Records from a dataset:
------------------------------------------------------------------------

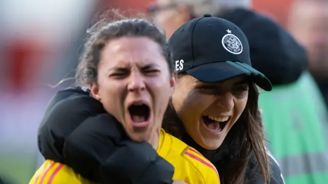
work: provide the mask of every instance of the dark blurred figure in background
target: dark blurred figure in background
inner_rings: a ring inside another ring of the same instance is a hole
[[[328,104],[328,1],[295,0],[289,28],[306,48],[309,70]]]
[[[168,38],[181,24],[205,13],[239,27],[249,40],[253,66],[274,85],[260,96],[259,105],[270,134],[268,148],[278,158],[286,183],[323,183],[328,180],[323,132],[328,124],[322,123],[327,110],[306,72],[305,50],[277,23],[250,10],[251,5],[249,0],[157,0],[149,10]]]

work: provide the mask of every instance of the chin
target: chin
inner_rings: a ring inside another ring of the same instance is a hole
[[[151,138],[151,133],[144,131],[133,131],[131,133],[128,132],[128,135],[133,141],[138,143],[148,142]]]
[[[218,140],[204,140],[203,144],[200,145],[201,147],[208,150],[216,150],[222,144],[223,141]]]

------------------------------------------------------------------------

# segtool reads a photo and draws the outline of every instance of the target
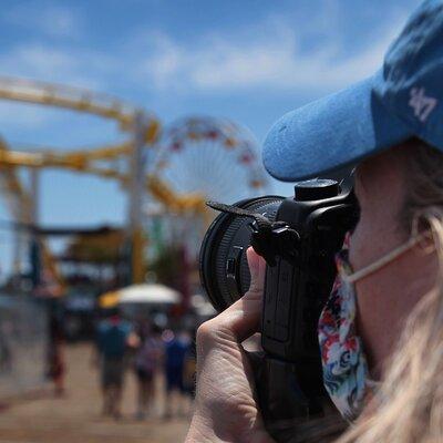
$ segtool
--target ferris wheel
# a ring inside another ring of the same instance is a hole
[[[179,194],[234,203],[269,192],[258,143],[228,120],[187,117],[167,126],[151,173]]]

------------------------------------------------------------------------

### The exercise
Substitute "hazy" for "blurred" in the material, starting at the line that contains "work: provide the mask of every instance of the dark" and ending at the line that contains "[[[328,104],[328,1],[295,0],[289,28],[306,48],[309,70]]]". Give only those lines, with nothing else altered.

### Task output
work: provide the mask of every instance of the dark hazy figure in background
target: dark hazy figure in background
inner_rings: a ring inside another ring of the same instance is a hole
[[[328,104],[328,1],[295,0],[289,28],[306,48],[309,70]]]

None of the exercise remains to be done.